#### PROBLEM STATEMENT
Set down exactly, and only, the lines from the one with "Drop a pin on the sunlit" to the final line of the entries, both included.
------ SUPPLIED RECORDS ------
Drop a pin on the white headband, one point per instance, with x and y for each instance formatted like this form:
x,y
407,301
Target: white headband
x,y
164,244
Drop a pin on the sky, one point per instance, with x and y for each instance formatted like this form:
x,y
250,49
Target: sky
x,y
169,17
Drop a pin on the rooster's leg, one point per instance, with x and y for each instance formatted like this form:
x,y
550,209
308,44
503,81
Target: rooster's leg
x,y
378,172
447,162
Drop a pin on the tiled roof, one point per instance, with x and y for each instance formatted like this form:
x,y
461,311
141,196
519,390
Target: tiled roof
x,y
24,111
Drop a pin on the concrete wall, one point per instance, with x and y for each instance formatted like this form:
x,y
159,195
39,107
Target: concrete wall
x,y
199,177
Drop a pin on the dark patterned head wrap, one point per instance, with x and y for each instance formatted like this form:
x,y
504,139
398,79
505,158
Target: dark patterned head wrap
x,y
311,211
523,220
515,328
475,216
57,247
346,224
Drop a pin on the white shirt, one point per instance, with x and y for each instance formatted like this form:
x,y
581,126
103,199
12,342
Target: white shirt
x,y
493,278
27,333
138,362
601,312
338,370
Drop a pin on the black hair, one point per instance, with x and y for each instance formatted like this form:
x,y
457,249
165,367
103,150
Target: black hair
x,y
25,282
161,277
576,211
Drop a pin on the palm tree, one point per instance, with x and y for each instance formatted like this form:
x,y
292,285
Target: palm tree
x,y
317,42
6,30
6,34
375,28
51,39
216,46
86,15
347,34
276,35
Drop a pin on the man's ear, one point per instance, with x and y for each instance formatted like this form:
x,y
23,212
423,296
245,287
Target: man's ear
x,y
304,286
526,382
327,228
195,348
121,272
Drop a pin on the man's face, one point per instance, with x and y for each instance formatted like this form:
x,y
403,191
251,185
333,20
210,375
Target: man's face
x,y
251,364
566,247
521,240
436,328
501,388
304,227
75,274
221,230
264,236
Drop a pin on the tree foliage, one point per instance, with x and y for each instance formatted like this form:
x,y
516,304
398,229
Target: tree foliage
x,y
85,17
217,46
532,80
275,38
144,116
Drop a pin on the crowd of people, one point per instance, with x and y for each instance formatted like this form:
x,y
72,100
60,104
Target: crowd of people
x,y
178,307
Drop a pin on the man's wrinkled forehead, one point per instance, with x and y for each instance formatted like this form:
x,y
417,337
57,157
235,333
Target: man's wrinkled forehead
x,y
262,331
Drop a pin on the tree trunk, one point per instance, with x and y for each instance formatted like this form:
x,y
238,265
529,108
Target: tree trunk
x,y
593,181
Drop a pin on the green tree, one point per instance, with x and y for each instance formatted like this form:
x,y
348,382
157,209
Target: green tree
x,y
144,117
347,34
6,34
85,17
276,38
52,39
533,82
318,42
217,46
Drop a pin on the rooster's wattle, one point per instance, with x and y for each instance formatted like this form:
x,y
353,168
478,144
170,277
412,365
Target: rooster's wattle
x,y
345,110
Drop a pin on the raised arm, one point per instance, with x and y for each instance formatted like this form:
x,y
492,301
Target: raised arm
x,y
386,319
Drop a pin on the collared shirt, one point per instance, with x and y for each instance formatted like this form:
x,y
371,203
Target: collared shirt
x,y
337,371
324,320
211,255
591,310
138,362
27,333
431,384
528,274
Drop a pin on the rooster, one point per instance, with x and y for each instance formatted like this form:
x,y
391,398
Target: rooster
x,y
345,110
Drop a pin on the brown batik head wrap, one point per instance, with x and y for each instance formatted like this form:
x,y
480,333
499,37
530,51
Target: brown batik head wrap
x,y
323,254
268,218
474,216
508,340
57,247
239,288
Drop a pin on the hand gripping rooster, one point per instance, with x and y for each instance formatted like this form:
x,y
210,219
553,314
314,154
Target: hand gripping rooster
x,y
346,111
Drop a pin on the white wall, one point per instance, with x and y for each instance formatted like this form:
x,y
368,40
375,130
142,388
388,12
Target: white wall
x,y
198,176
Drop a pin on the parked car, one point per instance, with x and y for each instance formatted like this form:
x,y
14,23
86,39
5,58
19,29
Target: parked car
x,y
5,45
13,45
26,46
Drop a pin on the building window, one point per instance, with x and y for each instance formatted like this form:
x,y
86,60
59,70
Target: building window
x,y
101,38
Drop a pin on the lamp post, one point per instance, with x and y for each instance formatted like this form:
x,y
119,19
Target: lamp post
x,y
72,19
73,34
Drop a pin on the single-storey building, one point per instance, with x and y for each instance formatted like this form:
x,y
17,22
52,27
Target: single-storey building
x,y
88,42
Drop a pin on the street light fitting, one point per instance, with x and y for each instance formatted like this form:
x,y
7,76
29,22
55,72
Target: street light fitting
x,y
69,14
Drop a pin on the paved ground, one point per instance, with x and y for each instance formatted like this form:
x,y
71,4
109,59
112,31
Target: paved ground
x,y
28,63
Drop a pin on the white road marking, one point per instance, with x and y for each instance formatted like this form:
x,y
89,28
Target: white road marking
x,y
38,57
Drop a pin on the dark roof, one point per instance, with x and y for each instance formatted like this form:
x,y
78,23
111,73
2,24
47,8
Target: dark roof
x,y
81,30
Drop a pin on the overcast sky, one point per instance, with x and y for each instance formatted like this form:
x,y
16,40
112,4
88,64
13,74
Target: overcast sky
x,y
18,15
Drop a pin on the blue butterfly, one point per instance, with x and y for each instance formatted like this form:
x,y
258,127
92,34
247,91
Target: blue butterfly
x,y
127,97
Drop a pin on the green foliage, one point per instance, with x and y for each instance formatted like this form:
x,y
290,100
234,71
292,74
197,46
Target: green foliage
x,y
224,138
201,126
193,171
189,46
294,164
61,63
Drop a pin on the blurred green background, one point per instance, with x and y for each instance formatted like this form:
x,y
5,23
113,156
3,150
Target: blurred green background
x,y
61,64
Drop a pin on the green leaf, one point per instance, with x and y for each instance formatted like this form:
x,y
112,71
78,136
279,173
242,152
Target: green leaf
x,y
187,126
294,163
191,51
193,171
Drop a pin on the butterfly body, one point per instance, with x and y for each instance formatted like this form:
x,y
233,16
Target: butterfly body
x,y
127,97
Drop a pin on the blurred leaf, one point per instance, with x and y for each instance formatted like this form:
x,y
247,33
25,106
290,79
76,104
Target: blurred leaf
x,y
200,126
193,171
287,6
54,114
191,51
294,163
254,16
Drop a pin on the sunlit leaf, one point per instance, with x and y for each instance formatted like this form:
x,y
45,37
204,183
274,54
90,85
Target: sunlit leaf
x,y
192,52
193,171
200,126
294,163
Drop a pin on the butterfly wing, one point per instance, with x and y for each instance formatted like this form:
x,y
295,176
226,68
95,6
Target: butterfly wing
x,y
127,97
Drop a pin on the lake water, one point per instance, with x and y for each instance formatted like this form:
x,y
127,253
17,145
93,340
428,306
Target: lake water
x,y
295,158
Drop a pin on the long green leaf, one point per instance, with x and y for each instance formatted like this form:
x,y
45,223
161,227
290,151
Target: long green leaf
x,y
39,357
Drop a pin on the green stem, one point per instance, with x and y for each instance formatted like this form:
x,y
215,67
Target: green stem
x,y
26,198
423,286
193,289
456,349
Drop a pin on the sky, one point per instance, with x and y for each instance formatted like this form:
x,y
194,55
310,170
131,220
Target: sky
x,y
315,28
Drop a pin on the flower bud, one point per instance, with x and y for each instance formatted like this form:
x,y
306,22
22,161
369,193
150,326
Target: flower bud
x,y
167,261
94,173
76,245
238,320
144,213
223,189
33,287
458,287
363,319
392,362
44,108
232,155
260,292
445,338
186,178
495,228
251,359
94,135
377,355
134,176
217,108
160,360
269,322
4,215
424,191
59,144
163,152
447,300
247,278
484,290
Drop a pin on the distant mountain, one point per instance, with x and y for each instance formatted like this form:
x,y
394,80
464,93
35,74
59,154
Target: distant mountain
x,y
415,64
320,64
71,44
------
#### RESULT OF THIS TASK
Drop a pin on the sunlit leaf, one point per instance, with x and y for each instance formatted like this form:
x,y
45,37
204,183
274,54
90,85
Target: sunlit leaf
x,y
192,52
193,171
200,126
294,163
Drop a pin on the butterfly wing, one point per instance, with x and y for each instance formatted like this form:
x,y
295,176
226,68
95,6
Target: butterfly wing
x,y
127,97
Drop a pin on the lake water, one point per instance, with x and y for each instance formatted like this form:
x,y
127,253
17,145
93,340
428,306
Target: lake water
x,y
295,158
Drop a pin on the long green leaf, one point per instance, with x and y for each instance formatted like this form:
x,y
45,223
161,227
290,151
Target: long green leaf
x,y
39,357
Drop a pin on the green stem, one point per instance, with x and y for each instance formatted like this form:
x,y
215,67
Target: green stem
x,y
26,198
423,286
193,289
456,349
Drop a pin on the sky, one point per instance, with x and y for each instance formatted like this form:
x,y
194,55
310,170
131,220
Target: sky
x,y
315,28
Drop a pin on the flower bud, one point per instance, with x and y for each instance formatted like this form:
x,y
306,22
22,161
369,193
150,326
Target: flower bud
x,y
167,261
94,173
76,245
238,320
144,213
223,189
33,287
458,287
363,319
392,362
44,108
232,155
260,292
445,338
186,178
495,228
251,359
94,135
377,355
134,176
217,108
160,360
269,322
4,215
424,191
59,144
163,152
447,300
247,278
484,290
Drop a pin on the distant mountain, one point per instance, with x and y for each instance formatted like this form:
x,y
394,80
464,93
35,74
59,154
Target: distant mountain
x,y
415,64
320,64
71,44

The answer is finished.